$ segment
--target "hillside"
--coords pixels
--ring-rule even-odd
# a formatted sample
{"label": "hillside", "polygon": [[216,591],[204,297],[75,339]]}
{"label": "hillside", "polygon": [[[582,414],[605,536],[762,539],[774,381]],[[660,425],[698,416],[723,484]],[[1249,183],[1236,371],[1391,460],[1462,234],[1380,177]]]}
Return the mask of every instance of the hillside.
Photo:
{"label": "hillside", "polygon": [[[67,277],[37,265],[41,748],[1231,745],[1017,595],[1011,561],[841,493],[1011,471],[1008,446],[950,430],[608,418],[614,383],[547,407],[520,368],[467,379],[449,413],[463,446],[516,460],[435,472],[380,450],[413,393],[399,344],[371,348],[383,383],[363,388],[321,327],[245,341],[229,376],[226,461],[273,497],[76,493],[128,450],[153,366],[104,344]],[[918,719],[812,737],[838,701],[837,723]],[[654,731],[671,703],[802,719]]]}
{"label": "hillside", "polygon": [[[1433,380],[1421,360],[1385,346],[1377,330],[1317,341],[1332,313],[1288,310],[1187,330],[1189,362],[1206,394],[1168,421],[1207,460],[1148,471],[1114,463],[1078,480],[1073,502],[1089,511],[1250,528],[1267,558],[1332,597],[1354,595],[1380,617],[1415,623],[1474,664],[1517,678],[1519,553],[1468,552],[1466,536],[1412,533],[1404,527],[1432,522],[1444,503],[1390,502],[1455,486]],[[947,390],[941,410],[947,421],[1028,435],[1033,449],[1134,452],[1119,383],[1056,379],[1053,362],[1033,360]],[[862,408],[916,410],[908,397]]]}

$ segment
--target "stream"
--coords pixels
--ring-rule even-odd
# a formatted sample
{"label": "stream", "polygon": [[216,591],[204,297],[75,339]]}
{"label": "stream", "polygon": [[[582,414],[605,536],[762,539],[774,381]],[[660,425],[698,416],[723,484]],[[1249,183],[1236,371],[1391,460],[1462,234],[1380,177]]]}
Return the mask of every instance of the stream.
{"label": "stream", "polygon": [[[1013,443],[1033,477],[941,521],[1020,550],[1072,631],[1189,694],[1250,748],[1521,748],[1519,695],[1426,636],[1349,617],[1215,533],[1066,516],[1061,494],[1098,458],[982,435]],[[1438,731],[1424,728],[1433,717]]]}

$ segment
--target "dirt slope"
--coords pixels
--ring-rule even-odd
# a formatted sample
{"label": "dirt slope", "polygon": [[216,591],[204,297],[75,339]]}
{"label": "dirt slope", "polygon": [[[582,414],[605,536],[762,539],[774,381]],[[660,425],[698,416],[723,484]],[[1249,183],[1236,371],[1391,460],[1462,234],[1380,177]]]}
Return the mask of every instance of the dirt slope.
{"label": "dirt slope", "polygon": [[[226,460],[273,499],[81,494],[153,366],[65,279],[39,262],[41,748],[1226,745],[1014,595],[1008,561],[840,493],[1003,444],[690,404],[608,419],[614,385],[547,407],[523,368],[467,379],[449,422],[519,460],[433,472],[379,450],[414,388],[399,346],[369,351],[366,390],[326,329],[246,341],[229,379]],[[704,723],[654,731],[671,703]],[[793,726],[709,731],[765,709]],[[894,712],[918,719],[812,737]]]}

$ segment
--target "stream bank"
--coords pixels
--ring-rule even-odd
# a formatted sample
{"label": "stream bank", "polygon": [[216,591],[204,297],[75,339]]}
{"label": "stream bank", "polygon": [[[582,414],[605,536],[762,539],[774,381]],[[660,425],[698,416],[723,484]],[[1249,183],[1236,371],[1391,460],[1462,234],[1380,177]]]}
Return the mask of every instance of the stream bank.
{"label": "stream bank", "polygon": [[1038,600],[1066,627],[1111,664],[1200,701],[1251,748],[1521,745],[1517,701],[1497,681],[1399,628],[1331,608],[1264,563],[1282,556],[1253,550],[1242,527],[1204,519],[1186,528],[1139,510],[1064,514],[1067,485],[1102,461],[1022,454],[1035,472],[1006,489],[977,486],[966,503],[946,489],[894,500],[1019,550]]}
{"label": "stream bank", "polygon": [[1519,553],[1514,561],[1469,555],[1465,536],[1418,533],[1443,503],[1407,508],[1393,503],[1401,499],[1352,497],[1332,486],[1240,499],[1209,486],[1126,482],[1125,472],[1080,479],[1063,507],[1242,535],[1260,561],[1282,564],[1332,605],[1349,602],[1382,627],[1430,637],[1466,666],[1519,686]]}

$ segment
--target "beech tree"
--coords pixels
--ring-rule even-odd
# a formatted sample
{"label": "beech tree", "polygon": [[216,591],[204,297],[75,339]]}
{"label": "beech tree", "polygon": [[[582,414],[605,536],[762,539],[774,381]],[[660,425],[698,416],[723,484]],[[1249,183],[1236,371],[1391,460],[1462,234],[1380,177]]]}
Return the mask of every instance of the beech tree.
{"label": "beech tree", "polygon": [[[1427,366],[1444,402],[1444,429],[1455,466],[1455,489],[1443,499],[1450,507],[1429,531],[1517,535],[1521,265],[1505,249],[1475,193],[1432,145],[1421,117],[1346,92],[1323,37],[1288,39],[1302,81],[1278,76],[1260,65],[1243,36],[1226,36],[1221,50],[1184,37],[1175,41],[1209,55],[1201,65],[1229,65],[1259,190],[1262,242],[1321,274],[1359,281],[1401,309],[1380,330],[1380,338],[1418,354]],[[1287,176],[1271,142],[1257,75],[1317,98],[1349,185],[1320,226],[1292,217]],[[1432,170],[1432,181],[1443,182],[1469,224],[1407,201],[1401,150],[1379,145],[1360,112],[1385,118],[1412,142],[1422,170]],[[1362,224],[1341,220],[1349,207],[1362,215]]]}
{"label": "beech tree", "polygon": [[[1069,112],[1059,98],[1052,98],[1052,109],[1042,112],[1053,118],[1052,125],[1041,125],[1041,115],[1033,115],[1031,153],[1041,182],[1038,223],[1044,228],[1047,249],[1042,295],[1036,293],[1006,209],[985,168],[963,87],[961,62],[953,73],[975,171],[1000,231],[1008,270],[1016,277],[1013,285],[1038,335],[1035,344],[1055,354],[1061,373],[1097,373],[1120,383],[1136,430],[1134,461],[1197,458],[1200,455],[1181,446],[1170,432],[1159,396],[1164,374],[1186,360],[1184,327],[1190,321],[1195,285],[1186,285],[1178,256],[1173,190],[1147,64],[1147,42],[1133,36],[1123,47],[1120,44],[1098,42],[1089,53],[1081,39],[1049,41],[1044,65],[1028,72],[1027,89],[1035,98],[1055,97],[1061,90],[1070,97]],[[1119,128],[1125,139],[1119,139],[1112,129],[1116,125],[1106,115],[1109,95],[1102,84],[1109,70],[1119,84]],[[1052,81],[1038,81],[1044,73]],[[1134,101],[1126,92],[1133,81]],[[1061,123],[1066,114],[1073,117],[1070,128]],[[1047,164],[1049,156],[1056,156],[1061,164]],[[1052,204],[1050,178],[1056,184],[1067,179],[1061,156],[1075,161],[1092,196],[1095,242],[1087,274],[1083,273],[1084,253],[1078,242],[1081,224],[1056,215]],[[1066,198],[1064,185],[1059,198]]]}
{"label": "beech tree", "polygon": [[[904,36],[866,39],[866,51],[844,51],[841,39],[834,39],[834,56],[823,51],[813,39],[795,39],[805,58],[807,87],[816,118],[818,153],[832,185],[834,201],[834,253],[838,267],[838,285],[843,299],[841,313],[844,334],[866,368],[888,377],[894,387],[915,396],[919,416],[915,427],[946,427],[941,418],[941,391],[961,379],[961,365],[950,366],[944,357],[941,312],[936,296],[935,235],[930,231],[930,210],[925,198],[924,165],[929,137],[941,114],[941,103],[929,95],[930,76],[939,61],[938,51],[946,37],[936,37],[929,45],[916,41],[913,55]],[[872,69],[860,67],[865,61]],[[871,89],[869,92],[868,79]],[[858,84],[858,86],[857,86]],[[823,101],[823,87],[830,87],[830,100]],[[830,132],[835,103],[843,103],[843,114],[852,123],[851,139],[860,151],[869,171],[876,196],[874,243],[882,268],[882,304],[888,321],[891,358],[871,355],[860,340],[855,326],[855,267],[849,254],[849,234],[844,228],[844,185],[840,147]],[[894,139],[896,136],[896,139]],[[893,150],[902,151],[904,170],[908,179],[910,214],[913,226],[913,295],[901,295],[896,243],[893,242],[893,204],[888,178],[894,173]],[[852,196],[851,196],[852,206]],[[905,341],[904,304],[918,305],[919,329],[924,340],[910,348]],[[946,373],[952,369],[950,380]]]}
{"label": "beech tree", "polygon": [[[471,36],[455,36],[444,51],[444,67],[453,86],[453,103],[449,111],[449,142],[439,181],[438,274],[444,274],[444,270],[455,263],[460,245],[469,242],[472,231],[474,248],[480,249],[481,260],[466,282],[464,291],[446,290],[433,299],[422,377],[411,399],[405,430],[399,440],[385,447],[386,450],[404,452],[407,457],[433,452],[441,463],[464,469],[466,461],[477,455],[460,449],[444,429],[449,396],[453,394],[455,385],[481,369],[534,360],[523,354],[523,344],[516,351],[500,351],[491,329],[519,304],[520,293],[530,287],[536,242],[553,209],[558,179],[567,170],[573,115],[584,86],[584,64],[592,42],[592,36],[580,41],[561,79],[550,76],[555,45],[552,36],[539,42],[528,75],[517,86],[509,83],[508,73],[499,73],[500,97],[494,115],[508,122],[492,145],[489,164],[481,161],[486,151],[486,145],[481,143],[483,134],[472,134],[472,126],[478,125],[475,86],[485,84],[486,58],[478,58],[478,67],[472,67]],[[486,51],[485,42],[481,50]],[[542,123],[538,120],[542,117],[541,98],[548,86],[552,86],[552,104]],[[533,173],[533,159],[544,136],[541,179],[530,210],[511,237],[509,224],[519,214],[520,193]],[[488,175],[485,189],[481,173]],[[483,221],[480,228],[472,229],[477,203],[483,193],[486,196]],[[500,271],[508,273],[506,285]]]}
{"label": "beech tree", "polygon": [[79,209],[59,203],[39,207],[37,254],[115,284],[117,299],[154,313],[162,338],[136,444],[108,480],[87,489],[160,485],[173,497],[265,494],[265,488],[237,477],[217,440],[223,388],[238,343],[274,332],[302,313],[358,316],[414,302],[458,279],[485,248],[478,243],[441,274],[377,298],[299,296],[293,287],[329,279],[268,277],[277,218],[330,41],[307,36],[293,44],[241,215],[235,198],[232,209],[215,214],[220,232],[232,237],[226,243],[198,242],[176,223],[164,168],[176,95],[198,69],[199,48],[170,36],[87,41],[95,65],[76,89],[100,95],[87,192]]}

EXERCISE REQUIREMENTS
Filter the listing above and copy every line that contains the word "Return".

FULL RESPONSE
Return the mask of every instance of the hillside.
Return the mask of every instance of the stream.
Return the mask of every instance of the dirt slope.
Return the mask of every instance of the stream bank.
Return the mask of every instance of the beech tree.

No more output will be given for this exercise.